Problem requirements - Scan the lines below for "pink" and copy the matches.

[Region pointing data]
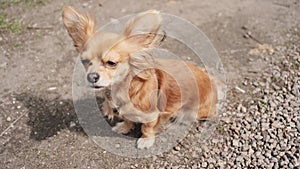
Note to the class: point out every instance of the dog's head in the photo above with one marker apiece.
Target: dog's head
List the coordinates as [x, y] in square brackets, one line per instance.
[103, 54]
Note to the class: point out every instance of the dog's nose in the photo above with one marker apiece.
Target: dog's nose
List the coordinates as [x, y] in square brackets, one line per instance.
[93, 77]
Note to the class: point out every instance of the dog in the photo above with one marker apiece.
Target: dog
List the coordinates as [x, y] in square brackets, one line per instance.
[136, 83]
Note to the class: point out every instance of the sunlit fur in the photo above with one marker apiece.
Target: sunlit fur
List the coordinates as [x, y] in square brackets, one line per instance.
[100, 47]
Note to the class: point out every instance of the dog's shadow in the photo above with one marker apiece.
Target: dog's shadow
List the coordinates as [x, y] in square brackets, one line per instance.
[49, 116]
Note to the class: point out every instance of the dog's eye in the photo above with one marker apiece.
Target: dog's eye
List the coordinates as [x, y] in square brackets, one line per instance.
[111, 63]
[86, 62]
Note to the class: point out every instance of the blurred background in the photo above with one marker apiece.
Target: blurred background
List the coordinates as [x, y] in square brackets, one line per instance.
[257, 41]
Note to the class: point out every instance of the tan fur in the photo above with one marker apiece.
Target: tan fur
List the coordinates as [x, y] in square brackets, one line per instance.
[151, 90]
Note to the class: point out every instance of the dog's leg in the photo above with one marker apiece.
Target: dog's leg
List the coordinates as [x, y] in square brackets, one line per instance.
[148, 137]
[123, 127]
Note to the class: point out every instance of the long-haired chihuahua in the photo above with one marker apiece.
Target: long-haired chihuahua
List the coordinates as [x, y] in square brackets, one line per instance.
[142, 87]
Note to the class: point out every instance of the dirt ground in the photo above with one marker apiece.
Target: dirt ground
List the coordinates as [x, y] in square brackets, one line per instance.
[37, 118]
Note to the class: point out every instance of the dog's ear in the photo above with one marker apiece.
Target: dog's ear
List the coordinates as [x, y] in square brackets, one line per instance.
[80, 26]
[143, 31]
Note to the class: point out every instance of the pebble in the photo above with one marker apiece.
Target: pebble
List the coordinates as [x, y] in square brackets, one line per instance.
[177, 148]
[8, 119]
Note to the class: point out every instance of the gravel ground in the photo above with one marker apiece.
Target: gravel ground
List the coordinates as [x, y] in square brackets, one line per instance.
[258, 43]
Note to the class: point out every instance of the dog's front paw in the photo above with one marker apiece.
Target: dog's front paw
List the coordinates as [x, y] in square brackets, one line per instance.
[122, 128]
[145, 142]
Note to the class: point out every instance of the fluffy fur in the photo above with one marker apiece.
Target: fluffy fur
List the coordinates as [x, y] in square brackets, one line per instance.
[142, 89]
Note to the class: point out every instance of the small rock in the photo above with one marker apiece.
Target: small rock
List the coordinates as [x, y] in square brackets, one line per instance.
[72, 124]
[52, 88]
[235, 142]
[204, 164]
[85, 4]
[177, 148]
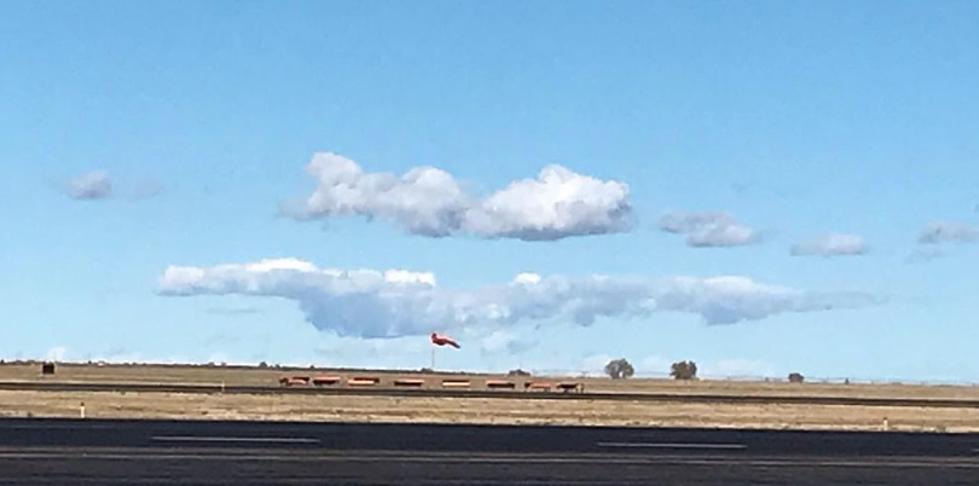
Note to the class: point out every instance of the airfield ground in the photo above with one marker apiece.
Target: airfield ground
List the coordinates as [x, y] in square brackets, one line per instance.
[426, 409]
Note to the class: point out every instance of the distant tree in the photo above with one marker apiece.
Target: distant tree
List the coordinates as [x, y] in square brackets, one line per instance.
[619, 368]
[684, 370]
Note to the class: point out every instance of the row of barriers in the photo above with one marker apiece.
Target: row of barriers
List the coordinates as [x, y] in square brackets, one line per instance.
[334, 381]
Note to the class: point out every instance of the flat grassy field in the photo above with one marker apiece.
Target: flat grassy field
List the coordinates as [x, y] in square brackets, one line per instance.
[478, 410]
[232, 376]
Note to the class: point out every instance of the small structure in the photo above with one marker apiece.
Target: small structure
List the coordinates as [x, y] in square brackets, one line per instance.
[500, 385]
[571, 387]
[409, 382]
[293, 381]
[537, 386]
[363, 381]
[326, 380]
[455, 383]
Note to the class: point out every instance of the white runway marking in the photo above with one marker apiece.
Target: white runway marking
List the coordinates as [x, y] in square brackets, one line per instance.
[670, 445]
[253, 440]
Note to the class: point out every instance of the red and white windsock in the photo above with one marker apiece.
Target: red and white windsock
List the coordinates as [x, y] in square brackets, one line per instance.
[440, 340]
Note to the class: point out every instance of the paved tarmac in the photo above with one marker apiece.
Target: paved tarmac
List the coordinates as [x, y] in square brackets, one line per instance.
[249, 453]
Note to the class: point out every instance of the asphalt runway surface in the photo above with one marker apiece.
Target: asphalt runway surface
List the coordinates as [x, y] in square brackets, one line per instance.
[47, 451]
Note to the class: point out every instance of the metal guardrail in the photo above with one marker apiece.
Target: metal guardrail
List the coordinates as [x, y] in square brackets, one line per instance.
[509, 394]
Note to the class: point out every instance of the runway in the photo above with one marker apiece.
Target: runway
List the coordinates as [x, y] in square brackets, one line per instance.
[224, 453]
[201, 388]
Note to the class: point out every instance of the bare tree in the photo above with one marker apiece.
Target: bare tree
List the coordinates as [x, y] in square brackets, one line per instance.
[619, 368]
[684, 370]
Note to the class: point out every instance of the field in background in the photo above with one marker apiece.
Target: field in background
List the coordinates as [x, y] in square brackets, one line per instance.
[254, 376]
[480, 410]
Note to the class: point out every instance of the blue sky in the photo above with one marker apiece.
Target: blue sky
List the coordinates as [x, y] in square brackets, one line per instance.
[139, 141]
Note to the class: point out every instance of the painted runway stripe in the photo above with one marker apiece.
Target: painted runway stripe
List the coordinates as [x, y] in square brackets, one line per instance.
[243, 440]
[670, 445]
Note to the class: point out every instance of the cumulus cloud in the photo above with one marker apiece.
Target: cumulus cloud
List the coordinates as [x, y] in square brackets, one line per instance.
[98, 185]
[90, 186]
[505, 341]
[371, 303]
[948, 232]
[831, 245]
[427, 201]
[708, 229]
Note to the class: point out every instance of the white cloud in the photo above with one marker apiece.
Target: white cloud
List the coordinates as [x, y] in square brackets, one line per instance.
[737, 368]
[428, 201]
[948, 232]
[370, 303]
[708, 229]
[90, 186]
[505, 341]
[831, 245]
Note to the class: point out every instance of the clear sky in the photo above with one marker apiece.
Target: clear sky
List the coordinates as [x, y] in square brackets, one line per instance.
[761, 187]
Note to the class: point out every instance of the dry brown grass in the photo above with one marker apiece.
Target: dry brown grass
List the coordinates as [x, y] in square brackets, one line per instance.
[270, 377]
[479, 410]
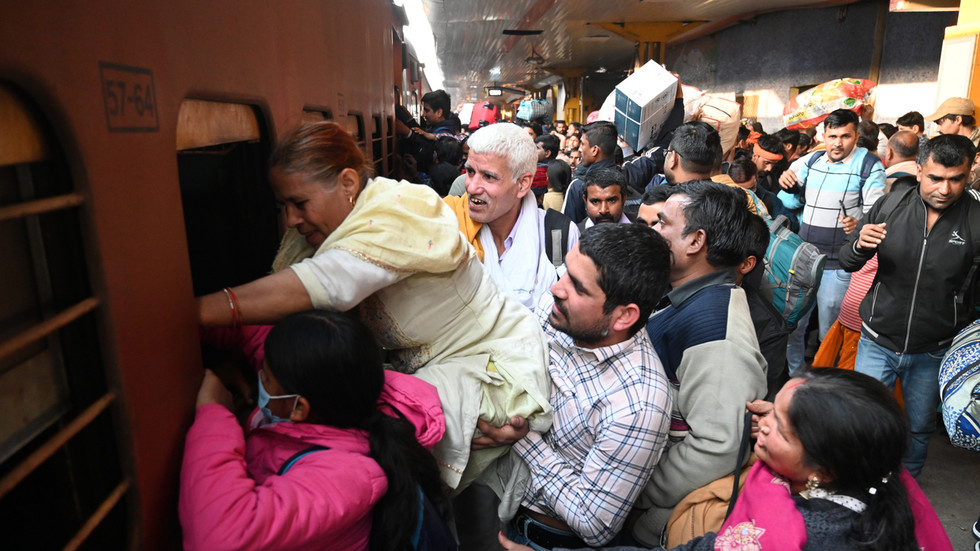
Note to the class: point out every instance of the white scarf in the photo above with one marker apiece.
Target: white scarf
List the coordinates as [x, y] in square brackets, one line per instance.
[527, 273]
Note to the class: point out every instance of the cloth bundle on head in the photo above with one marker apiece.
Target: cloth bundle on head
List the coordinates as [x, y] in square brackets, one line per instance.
[812, 106]
[757, 150]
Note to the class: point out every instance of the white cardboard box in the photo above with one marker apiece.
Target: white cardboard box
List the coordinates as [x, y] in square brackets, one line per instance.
[643, 102]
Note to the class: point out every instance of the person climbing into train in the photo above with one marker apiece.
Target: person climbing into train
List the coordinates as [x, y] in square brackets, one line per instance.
[331, 459]
[391, 254]
[829, 474]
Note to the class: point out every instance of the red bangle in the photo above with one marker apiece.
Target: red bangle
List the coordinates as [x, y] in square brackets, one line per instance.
[236, 313]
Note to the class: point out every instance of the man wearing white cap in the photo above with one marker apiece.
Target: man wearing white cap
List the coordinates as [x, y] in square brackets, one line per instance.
[955, 116]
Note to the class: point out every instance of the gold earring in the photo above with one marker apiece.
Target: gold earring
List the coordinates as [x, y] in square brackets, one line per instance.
[812, 483]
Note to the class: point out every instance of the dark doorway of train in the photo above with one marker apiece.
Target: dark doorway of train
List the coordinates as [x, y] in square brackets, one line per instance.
[230, 212]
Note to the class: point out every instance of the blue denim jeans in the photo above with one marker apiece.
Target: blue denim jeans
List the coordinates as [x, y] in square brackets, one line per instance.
[920, 390]
[833, 285]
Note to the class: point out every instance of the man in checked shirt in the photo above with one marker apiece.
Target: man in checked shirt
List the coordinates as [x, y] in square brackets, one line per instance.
[609, 392]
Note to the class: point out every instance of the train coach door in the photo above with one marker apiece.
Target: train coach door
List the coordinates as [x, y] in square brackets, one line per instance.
[229, 210]
[61, 481]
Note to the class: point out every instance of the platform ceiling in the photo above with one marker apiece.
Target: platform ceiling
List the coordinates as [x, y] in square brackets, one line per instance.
[470, 42]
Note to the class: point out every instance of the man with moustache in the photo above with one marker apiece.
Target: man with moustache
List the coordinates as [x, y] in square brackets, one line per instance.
[605, 196]
[835, 195]
[703, 333]
[609, 392]
[500, 217]
[927, 241]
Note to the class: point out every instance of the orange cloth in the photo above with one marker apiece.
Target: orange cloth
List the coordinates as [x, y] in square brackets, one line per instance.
[467, 225]
[757, 150]
[839, 347]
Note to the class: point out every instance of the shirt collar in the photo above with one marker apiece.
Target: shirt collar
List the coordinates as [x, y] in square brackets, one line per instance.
[679, 295]
[623, 219]
[845, 160]
[603, 354]
[605, 163]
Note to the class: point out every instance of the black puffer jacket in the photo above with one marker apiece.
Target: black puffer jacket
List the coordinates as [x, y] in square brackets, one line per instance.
[911, 307]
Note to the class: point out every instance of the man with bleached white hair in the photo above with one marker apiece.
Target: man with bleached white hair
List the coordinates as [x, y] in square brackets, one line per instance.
[520, 245]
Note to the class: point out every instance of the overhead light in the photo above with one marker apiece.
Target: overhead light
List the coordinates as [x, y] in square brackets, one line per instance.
[553, 79]
[535, 58]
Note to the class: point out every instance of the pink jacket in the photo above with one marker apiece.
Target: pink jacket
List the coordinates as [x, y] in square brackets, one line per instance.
[232, 498]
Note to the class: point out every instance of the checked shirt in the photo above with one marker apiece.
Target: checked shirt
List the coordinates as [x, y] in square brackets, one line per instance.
[612, 413]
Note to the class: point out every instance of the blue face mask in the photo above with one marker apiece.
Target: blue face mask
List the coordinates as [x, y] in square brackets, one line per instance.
[263, 404]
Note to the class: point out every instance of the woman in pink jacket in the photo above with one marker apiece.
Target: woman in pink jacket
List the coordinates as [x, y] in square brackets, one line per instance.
[322, 466]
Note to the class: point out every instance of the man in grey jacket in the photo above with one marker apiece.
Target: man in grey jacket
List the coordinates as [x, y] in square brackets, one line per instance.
[704, 335]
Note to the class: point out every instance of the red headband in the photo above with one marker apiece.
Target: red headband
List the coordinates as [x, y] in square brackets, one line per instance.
[765, 154]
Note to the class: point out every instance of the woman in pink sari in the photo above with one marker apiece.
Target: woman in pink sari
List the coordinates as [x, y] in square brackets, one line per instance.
[829, 475]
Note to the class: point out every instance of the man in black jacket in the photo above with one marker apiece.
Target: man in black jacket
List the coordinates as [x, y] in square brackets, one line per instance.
[920, 297]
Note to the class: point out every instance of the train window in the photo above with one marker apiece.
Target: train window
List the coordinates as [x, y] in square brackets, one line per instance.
[377, 144]
[230, 213]
[391, 145]
[354, 124]
[316, 115]
[61, 481]
[207, 123]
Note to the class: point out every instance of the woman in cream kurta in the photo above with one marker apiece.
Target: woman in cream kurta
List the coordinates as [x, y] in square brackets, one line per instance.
[396, 260]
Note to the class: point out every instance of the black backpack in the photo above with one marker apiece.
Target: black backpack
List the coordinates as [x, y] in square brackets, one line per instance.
[556, 226]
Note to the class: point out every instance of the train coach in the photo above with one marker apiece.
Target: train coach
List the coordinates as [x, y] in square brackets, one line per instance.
[134, 139]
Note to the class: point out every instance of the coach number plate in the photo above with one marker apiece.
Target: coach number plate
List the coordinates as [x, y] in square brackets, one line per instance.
[129, 97]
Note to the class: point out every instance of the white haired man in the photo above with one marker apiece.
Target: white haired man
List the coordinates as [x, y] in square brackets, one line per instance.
[501, 219]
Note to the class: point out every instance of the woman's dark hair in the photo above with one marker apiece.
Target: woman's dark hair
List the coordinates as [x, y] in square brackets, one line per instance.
[851, 427]
[319, 150]
[742, 170]
[559, 175]
[333, 361]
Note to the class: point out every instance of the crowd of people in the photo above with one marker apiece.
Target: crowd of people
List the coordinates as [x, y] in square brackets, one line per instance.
[530, 341]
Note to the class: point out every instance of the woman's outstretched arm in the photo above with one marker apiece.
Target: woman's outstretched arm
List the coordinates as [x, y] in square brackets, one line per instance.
[263, 301]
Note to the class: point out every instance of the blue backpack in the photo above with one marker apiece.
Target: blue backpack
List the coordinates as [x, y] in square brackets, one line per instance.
[959, 388]
[793, 270]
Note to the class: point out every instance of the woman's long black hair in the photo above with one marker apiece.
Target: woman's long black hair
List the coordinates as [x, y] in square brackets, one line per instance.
[852, 427]
[333, 361]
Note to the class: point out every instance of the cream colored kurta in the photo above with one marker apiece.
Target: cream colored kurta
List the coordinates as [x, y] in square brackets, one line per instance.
[433, 307]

Expected answer -
Note to the class: point out every instance of the pink jacket in the photo above with one marker apiece.
Target: pink jacket
Note to the class: point out every instance of the woman in pink jacket in the photo above with one marker apiece.
Target: woman in pink jacket
Note to the class: point out every instance of the woman in pink sari in the photo above with one marker apiece.
Target: woman in pink sari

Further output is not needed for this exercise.